JOB: Copy the records below from the start through the line containing "96 235 105 254". Keep every request, and increase each bounding box coordinate by 125.

(Region annotation entries)
......

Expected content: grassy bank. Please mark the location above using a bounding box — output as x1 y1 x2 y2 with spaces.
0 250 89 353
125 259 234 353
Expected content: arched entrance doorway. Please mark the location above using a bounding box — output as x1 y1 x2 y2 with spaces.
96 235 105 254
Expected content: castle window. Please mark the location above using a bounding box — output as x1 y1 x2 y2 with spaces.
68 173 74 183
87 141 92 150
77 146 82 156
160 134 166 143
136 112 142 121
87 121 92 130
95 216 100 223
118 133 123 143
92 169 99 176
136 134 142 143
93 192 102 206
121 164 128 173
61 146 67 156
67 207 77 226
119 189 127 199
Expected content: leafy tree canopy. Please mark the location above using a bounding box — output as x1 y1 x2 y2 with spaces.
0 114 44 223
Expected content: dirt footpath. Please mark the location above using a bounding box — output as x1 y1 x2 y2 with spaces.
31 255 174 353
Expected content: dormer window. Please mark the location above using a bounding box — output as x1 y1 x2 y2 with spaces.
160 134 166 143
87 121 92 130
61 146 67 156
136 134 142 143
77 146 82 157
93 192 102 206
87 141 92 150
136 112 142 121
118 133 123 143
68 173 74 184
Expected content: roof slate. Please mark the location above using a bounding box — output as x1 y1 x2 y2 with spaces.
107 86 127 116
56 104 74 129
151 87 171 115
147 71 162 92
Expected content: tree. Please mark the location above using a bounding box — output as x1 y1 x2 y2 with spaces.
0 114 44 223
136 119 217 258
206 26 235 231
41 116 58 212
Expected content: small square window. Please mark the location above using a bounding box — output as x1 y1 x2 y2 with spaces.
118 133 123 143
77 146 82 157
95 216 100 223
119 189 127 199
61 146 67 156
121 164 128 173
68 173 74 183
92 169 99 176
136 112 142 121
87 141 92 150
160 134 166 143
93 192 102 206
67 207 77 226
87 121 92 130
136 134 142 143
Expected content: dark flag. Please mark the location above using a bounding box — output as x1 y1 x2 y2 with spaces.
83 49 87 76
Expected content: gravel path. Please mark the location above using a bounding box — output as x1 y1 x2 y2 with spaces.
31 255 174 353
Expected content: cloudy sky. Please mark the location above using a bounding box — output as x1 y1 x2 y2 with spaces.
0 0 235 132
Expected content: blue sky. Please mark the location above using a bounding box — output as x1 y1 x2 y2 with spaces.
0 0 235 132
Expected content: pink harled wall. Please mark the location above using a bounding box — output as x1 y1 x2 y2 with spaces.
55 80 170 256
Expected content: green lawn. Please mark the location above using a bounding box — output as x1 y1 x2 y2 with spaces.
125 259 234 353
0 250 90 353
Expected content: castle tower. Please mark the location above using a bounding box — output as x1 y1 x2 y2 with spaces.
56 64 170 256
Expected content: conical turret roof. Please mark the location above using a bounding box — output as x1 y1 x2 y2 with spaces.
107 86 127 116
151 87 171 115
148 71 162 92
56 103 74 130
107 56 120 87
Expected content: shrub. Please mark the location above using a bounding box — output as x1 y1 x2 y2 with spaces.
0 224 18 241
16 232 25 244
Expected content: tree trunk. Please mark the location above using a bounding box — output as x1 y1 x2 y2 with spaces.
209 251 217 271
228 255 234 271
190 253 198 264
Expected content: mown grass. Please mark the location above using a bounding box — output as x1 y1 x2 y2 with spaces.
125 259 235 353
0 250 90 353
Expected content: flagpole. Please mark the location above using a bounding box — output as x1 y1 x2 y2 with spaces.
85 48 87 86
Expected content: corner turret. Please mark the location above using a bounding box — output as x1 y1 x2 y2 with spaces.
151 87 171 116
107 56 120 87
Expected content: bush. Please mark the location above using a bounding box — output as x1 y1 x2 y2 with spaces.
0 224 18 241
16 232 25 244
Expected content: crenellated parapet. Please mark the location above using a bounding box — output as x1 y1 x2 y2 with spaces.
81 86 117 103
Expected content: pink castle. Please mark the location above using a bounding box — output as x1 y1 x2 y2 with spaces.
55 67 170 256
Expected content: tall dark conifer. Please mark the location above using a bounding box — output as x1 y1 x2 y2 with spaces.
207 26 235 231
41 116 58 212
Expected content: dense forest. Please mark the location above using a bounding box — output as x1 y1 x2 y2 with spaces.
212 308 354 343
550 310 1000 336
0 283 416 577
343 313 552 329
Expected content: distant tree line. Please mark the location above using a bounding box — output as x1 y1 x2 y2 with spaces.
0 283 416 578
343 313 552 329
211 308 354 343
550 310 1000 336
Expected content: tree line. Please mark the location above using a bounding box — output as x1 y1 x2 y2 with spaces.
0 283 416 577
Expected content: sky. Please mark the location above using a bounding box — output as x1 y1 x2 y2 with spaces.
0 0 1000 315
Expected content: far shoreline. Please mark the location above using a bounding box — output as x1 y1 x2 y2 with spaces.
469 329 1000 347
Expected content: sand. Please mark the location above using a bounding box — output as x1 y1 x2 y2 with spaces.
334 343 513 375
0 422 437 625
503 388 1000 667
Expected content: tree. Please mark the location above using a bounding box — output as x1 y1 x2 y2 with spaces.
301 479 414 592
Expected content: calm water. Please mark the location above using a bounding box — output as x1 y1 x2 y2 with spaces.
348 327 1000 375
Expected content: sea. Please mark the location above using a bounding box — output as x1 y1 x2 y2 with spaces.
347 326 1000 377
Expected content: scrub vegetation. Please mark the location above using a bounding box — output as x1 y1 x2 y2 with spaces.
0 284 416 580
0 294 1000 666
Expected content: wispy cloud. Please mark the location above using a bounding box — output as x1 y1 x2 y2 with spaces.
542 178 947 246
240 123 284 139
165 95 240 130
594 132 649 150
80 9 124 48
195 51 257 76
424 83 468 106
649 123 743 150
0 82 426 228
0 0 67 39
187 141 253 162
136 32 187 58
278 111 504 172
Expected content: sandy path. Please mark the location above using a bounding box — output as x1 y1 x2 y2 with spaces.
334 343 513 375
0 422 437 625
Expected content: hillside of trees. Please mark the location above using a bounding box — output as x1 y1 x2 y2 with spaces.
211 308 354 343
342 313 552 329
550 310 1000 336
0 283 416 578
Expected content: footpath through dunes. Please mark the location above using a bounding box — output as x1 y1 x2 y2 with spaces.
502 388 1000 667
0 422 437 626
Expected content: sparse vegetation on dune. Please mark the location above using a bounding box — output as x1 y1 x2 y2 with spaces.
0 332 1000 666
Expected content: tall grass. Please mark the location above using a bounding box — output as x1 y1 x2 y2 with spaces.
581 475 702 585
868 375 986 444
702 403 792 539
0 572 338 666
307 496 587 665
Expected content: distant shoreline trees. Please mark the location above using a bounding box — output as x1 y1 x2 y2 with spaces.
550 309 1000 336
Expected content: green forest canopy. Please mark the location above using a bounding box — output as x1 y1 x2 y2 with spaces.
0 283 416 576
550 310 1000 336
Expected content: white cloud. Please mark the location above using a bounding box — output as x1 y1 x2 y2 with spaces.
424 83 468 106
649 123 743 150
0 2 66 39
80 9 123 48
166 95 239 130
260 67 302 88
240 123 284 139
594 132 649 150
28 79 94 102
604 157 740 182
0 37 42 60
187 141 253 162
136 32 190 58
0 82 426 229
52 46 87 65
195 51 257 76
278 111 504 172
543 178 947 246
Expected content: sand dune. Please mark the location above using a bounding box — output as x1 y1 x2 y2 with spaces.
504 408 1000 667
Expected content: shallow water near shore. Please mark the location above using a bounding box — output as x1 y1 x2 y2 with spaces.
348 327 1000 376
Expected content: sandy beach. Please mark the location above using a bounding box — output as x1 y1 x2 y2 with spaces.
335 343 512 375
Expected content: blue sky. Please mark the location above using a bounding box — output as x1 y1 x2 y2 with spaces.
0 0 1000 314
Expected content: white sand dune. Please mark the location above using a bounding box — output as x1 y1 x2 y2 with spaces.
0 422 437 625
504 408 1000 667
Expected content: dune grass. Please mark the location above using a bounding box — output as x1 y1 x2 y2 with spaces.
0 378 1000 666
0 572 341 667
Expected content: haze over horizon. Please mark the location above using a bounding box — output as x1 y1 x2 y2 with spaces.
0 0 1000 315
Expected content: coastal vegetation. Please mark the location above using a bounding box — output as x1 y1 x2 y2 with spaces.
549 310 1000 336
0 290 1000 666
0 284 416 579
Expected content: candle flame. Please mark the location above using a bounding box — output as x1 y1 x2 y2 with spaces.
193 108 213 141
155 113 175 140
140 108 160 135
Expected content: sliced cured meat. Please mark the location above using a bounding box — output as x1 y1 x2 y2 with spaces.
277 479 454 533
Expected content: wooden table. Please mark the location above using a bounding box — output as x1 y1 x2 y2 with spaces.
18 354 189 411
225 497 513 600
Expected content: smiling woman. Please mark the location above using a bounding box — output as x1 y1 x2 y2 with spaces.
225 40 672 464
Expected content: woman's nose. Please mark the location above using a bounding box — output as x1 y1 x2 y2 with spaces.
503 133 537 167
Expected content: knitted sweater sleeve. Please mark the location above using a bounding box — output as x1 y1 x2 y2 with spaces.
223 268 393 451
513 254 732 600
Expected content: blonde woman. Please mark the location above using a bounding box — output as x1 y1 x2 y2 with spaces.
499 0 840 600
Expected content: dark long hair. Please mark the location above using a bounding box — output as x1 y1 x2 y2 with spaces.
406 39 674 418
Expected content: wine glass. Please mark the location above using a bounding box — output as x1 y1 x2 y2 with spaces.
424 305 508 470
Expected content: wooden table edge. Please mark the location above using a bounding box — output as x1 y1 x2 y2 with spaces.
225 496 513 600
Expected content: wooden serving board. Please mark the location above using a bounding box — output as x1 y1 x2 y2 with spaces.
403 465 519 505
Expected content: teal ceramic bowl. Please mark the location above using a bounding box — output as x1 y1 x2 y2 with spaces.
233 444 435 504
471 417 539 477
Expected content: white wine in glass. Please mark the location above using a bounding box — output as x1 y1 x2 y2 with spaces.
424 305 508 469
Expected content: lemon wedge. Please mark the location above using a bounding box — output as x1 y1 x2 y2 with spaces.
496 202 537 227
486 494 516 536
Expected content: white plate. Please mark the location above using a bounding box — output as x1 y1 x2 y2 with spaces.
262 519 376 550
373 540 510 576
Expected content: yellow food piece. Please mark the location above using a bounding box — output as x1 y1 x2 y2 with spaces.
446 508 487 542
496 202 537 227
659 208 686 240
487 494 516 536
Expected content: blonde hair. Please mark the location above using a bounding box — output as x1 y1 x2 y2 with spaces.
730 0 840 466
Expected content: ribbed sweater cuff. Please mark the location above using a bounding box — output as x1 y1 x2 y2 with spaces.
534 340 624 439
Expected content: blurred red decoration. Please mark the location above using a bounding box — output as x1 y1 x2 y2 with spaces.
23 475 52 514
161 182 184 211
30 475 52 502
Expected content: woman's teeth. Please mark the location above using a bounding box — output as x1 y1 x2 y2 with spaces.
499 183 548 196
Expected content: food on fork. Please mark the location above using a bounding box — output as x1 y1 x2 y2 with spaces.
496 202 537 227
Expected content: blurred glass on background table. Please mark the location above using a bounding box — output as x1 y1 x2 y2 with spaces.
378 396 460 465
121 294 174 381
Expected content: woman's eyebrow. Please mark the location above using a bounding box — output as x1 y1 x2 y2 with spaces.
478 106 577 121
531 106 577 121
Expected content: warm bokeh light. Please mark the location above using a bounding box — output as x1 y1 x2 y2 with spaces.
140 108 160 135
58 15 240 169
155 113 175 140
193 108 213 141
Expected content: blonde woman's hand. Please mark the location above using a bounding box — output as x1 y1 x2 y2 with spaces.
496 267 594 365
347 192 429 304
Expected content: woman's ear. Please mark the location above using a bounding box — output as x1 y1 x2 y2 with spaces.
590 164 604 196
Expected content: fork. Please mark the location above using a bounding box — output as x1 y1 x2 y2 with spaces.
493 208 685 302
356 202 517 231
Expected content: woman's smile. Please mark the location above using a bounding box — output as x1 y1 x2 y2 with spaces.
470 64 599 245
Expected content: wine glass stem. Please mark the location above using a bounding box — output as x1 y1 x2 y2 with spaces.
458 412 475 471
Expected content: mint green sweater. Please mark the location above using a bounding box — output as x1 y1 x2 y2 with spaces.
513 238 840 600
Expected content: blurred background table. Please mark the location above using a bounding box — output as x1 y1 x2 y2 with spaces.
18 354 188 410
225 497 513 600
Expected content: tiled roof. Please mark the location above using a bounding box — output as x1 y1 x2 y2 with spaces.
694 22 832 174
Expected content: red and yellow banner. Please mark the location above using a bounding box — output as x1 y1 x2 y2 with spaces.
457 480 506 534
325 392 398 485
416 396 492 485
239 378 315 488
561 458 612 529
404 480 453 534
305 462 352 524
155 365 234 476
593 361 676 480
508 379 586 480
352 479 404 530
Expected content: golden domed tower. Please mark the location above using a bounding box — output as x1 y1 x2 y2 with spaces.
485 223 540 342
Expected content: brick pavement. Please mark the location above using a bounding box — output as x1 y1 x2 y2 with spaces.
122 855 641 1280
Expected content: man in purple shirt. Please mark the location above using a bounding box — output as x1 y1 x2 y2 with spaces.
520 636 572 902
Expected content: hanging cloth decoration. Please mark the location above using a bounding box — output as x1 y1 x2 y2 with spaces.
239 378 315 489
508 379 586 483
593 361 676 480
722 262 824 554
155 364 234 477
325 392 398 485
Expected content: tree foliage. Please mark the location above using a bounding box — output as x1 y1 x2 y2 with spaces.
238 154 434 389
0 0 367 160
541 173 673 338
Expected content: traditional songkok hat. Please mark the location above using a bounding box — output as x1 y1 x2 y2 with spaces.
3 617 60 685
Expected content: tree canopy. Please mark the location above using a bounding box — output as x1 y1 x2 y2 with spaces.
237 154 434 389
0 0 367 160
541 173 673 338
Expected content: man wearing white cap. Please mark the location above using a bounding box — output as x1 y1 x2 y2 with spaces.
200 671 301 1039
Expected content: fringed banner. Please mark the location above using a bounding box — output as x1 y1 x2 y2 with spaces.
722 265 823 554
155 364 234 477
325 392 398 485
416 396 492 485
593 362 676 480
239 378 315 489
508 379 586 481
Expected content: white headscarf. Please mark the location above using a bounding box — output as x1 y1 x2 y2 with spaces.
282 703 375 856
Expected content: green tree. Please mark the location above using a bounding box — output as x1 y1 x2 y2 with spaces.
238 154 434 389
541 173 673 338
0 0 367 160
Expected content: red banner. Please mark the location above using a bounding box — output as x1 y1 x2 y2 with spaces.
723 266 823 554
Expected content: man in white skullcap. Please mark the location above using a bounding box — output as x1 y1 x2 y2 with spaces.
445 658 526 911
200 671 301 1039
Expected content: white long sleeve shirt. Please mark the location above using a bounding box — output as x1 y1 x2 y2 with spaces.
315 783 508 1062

......

THE COMPLETED TASK:
Expected content: grassy bank. Please mark the location above using a bounding box — output as x1 y1 x2 y2 with spaces.
125 375 214 478
250 384 359 478
Expected content: arched entrance doorway. Please mark the location above using a bounding box — output as x1 y1 x2 y2 with spaces.
221 360 230 379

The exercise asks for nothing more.